● The task
In the profile below, retype the passage from "Designed and developed" to "transitions and realism.".

● Excerpt to read
Ruilin (Henry) Xu

I'm a Ph.D. in Computer Science

Explore More

About

I hold a Ph.D. in Computer Science from Columbia University, where I specialized in audio-visual deep learning. I build and study systems that work in real time, scale to deployment, and create meaningful user experiences. My work lies at the intersection of audio , vision , and human–AI interaction , advancing both research and applications.

My focus is on closing the theory-to-product gap : connecting algorithm design and deep models with practical concerns of data, latency, deployment, and usability. I believe in a pluralistic approach to system design —integrating classical signal processing, modern learning, and human-in-the-loop interaction—so intelligent systems are not only effective in theory but also responsive to human needs and creativity.

My Research Interests

Deep Learning Speech Enhancement Audio-Visual Learning Multimodal Representation Cross-Modal Generation Real-Time Systems Human–AI Interaction

Resume

Education

Doctor of Philosophy in Computer Science

2018 - 2024

Columbia University, New York, NY

Advisor: Shree K. Nayar
Thesis: Harmonizing Audio and Human Interaction: Enhancement, Analysis, and Application of Audio Signals via Machine Learning Approaches

Master of Science in Computer Science

2015 - 2017

Columbia University, New York, NY

Bachelor of Science in Computer Science

2010 - 2014

University of Illinois at Urbana-Champaign, Champaign, IL

Industry / Research Experience

Ph.D. Researcher

2023 - 2025

Snap Inc., New York, NY

Columbia University, New York, NY

Designed and developed DanceCraft, a real-time, music-reactive 3D dance improv system that trades scripted choreography for spontaneous, engaging improvisation in response to live audio.
Built a hybrid pipeline : music descriptors (tempo/energy/beat) → graph-based selection of motion segments → state-of-the-art motion in-betweening network for seamless transitions and realism.
Curated an 8+ hour 3D dance dataset , spanning diverse genres, tempi, and energy levels, enriched with idle behaviors and facial expressions to enhance expressiveness.
Shipped production features for interactivity & personalization: users (or DJs) drive the dance with any live music; Bitmoji avatar support (used by 250M+ Snapchat users) for personal embodiment.
Deployed at Snap as a production-ready service , adaptable from kiosks to large-scale online events; showcased at Billie Eilish events (120M+ followers) .
Evaluated through user studies, demonstrating engaging and immersive experiences.
Presented at ACM MOCO 2024 .

Ph.D. Researcher

2021 - 2023

Snap Inc., New York, NY

Columbia University, New York, NY

Proposed an environment- & speaker-specific dereverberation method with a one-time personalization step (measuring a representative RIR + user reading while moving for a short duration).
Designed a two-stage pipeline (classical Wiener filtering → neural refinement) for robust dereverberation while preserving high-frequency detail.
Outperformed classical and learned baselines on PESQ/STOI/SRMR; user studies showed strong preference for our results.
Integrated components into Snap's internal audio enhancement pipeline for immersive/AR and creative tools.
Presented at INTERSPEECH 2023 .

● Extracted material
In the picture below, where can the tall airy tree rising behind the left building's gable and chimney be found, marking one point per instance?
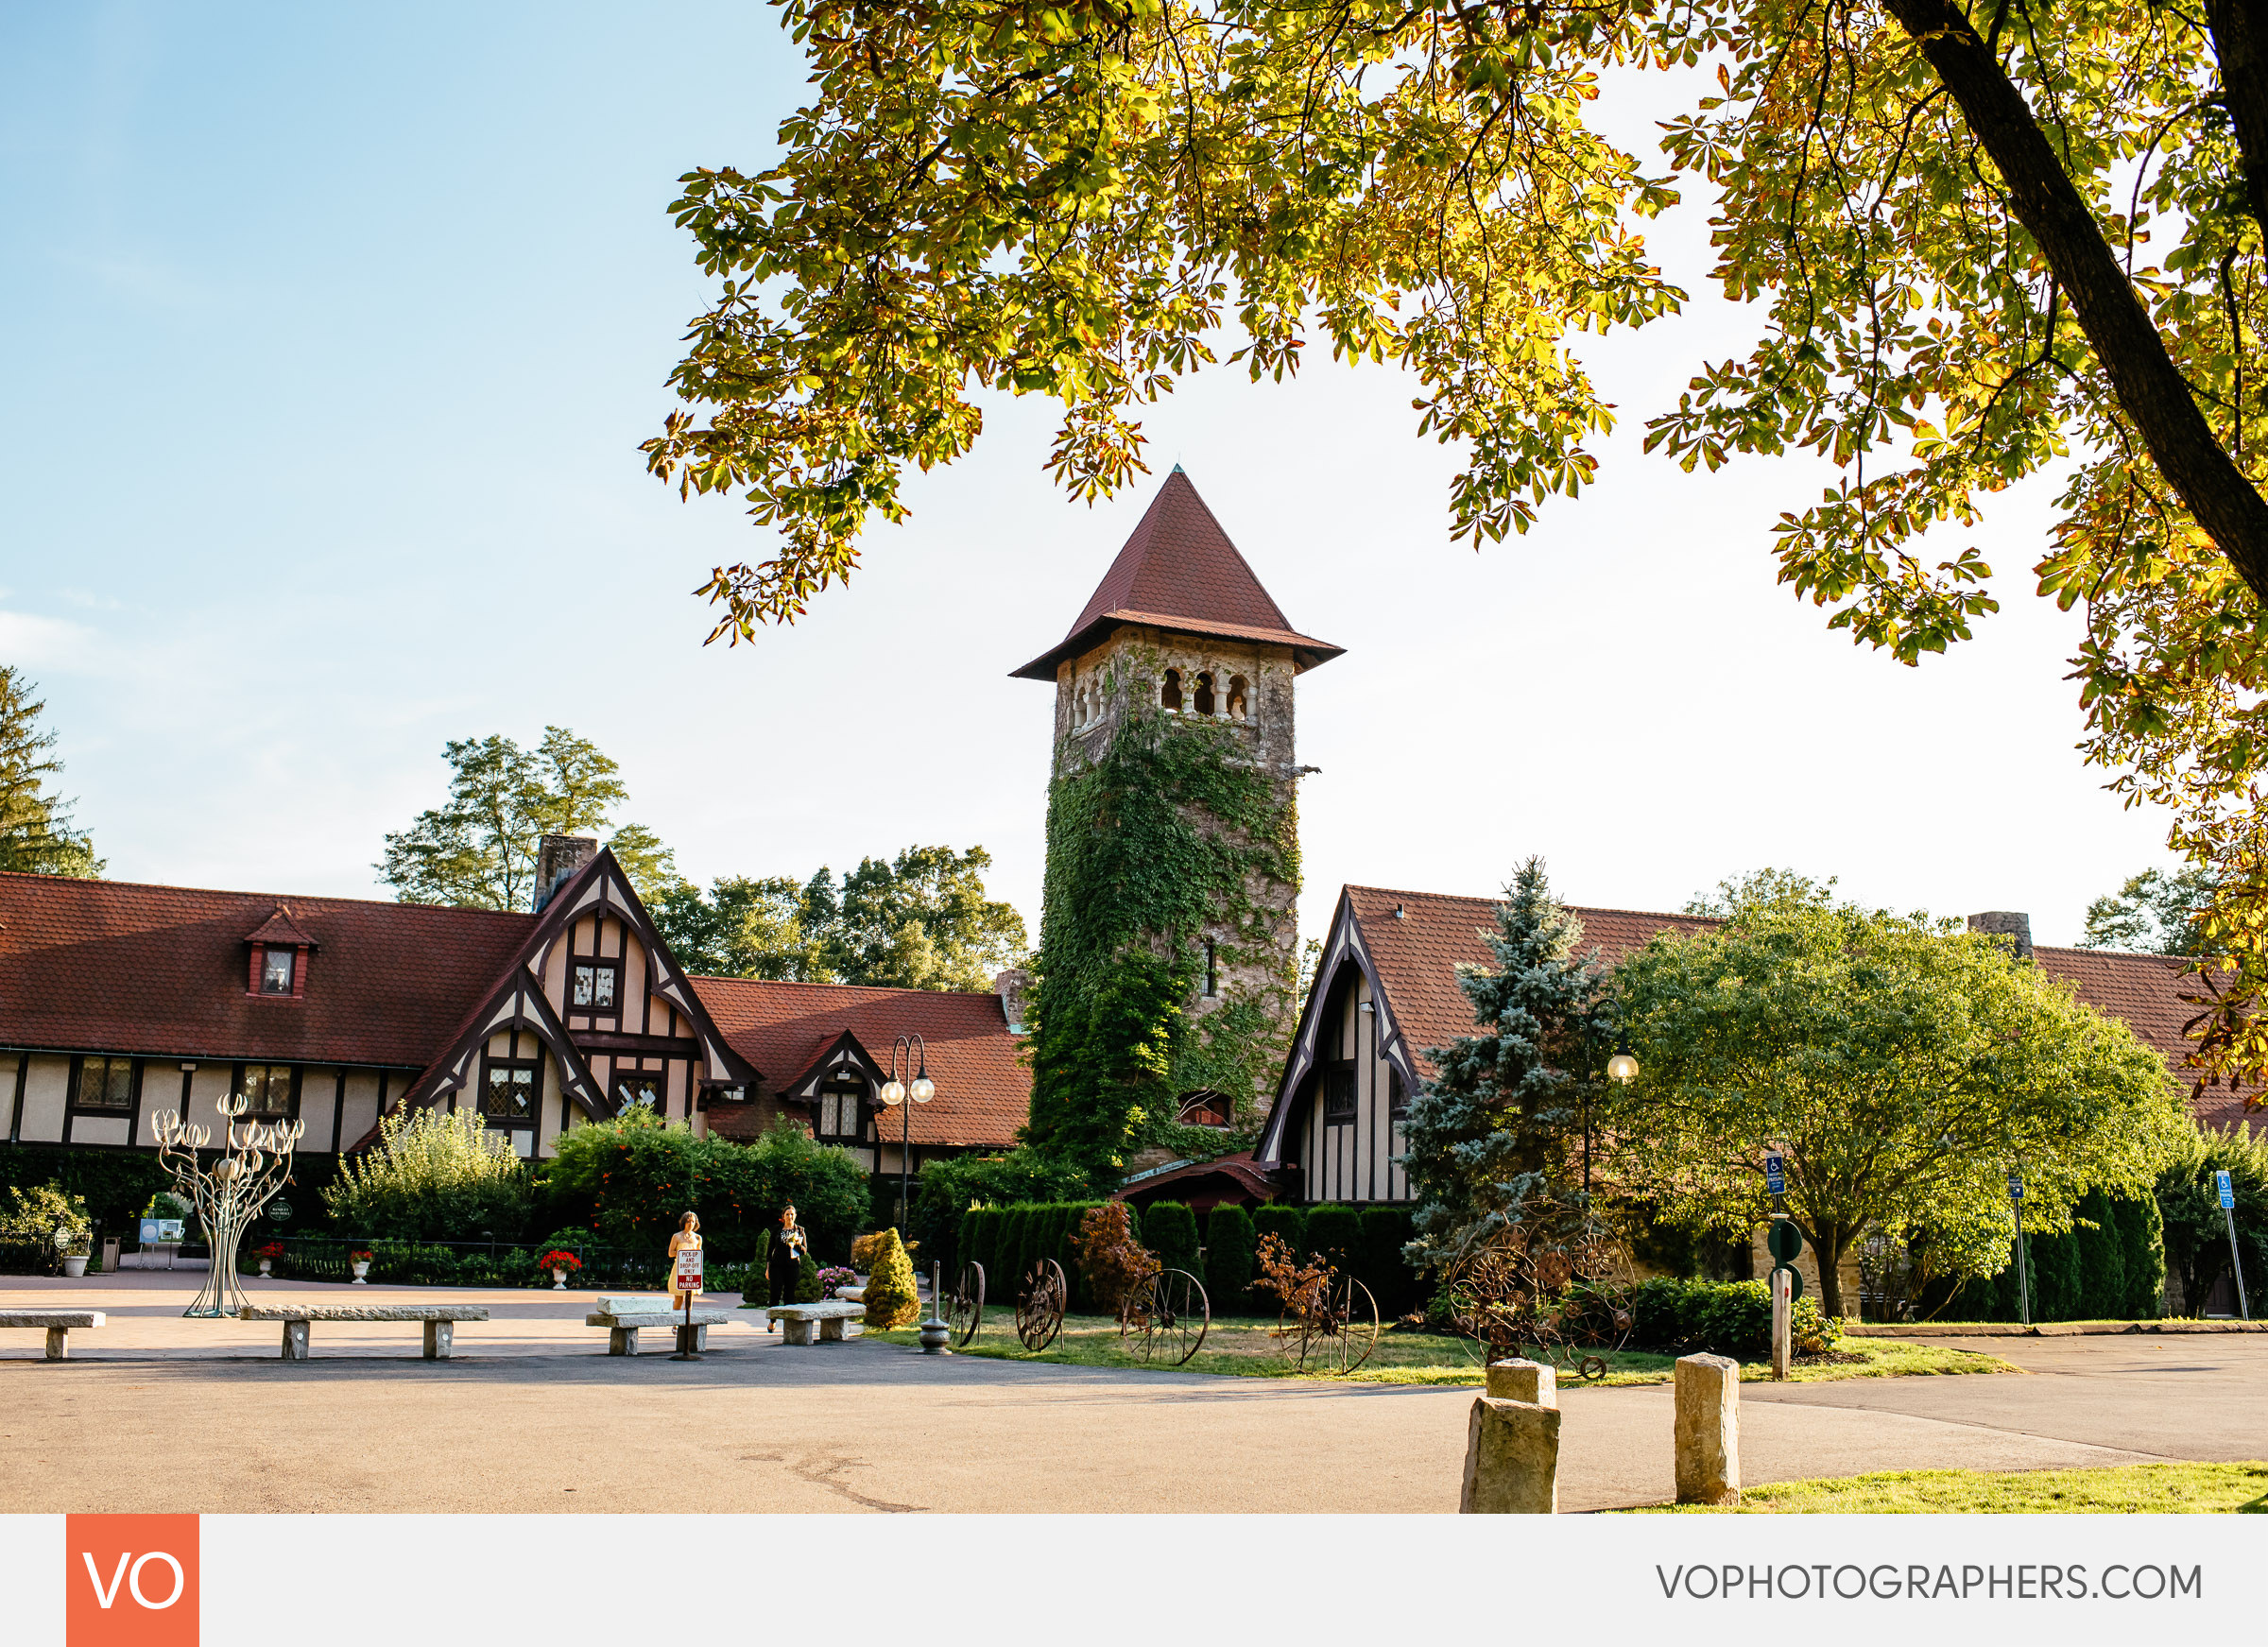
...
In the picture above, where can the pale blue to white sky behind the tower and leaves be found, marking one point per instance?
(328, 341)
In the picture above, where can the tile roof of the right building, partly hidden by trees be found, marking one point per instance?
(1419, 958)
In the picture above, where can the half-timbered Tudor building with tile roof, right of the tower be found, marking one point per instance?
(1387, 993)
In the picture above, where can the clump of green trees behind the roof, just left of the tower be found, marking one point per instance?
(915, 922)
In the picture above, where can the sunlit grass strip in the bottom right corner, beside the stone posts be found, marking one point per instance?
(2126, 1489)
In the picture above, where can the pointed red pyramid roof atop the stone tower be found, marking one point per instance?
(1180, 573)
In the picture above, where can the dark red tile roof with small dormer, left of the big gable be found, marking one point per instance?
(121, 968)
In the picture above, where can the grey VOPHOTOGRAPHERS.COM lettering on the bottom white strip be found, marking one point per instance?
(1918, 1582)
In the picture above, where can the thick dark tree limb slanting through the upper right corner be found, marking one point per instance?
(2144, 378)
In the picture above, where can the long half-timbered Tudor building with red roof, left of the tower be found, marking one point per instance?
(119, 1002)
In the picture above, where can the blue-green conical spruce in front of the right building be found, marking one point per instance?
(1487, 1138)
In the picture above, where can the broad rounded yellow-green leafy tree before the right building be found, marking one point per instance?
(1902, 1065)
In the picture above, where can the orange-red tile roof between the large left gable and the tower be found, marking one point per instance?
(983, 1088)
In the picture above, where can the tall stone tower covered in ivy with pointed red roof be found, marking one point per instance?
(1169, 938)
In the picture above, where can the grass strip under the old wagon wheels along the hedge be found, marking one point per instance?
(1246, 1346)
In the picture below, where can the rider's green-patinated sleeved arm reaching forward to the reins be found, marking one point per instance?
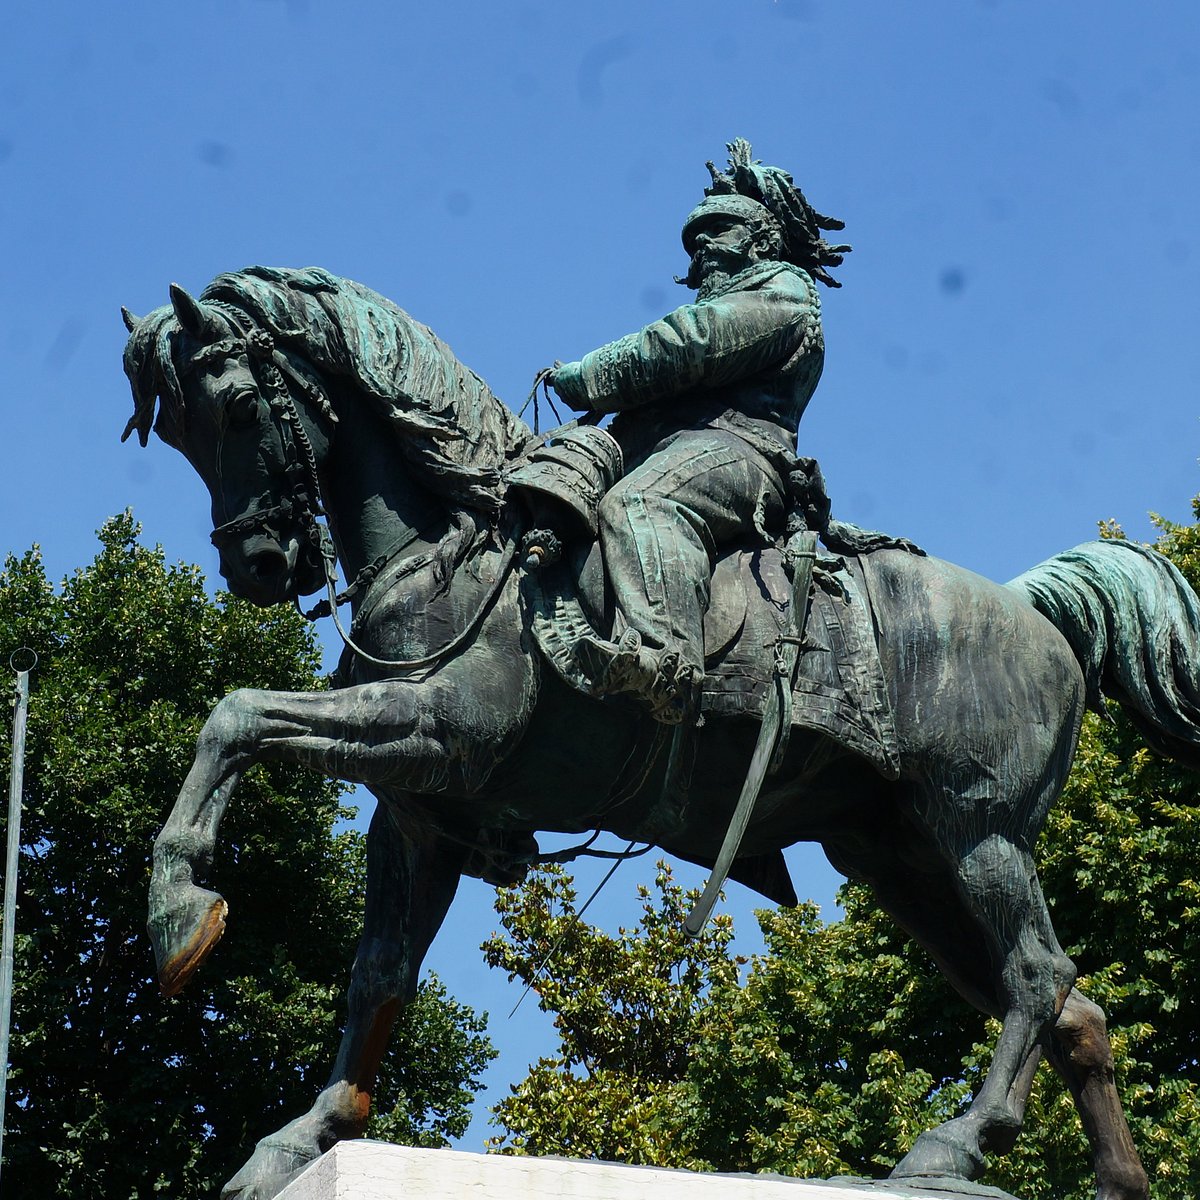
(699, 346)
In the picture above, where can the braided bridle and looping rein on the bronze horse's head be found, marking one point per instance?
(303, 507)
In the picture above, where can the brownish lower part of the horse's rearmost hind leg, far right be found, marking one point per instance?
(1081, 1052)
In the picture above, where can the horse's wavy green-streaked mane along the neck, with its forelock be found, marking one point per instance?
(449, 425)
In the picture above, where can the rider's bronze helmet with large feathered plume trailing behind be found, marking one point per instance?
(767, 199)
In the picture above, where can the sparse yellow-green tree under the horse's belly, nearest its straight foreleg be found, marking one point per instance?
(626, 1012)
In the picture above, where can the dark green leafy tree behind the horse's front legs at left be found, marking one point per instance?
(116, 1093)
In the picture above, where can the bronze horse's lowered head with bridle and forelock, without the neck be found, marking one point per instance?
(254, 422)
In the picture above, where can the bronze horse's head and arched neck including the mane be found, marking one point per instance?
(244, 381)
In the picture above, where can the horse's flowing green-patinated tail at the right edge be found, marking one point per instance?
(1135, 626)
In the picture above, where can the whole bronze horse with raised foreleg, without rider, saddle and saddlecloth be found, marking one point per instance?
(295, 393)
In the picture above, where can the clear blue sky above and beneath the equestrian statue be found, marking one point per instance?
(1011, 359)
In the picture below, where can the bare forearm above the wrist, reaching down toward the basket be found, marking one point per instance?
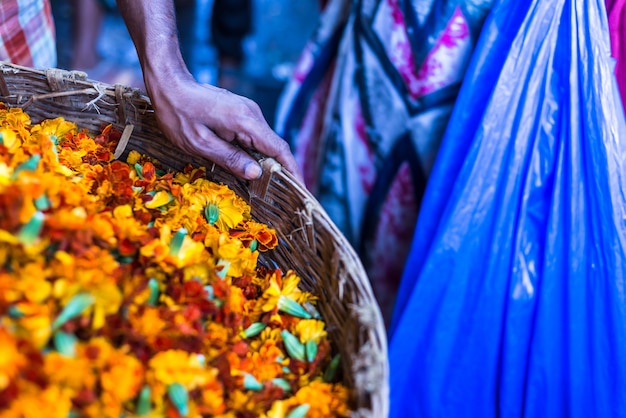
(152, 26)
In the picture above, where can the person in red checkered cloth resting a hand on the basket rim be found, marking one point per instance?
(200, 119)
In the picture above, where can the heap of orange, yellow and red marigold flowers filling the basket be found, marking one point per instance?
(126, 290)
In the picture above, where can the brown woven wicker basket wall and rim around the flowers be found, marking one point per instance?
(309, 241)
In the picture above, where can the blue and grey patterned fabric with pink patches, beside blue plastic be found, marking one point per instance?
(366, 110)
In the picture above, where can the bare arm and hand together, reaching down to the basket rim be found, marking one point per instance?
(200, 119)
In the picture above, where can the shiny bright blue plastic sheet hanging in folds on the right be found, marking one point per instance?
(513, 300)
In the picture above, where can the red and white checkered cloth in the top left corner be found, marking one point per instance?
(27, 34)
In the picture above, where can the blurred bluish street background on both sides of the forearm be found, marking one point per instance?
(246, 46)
---
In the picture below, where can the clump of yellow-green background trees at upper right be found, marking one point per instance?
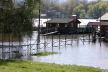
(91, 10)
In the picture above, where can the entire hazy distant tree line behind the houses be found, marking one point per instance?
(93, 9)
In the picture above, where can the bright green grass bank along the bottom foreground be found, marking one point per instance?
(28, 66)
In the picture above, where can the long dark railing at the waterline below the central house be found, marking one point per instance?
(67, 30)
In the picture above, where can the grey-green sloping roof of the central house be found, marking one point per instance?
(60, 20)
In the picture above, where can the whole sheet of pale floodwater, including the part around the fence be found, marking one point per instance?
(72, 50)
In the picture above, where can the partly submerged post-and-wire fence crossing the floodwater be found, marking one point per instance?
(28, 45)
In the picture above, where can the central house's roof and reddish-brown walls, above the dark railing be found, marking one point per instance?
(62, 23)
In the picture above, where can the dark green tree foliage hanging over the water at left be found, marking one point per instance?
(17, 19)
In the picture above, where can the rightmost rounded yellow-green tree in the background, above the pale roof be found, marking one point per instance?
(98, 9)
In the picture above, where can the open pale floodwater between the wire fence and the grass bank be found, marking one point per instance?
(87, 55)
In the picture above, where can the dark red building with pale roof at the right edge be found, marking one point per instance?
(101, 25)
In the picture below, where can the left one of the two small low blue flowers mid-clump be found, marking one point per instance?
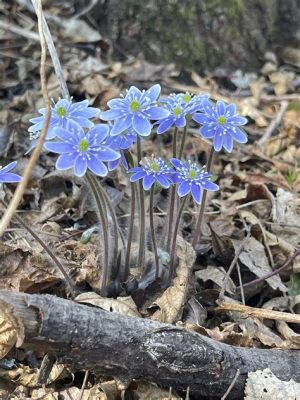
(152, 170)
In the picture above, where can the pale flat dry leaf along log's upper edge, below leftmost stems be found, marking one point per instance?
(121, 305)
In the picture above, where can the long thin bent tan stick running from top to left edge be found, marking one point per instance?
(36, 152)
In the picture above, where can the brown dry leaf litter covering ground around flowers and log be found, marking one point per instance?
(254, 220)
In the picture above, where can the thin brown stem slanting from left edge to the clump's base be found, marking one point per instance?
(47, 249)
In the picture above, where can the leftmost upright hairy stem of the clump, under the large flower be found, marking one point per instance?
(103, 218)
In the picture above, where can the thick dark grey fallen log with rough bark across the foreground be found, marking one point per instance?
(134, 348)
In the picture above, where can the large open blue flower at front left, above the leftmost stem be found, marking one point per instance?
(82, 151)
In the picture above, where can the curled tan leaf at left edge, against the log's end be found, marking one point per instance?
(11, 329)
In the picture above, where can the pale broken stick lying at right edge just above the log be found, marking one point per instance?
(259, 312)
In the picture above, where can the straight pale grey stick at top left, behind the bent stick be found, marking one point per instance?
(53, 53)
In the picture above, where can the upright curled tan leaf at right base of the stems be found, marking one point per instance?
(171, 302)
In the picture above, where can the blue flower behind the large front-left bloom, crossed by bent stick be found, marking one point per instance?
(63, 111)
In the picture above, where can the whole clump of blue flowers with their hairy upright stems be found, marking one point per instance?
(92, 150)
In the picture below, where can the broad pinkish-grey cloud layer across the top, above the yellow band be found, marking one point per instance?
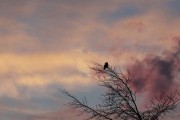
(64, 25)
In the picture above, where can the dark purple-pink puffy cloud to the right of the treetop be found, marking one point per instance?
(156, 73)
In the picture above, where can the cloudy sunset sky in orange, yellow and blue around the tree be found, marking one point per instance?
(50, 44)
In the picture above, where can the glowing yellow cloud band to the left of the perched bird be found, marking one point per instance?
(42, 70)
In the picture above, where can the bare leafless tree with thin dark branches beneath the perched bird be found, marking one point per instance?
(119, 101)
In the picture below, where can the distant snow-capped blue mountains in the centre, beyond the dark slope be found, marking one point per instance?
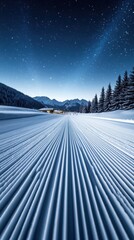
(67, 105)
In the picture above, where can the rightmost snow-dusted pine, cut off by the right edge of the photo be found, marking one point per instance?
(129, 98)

● Reply to the task
Designed and developed DanceCraft, a real-time, music-reactive 3D dance improv system that trades scripted choreography for spontaneous, engaging improvisation in response to live audio.
Built a hybrid pipeline : music descriptors (tempo/energy/beat) → graph-based selection of motion segments → state-of-the-art motion in-betweening network for seamless transitions and realism.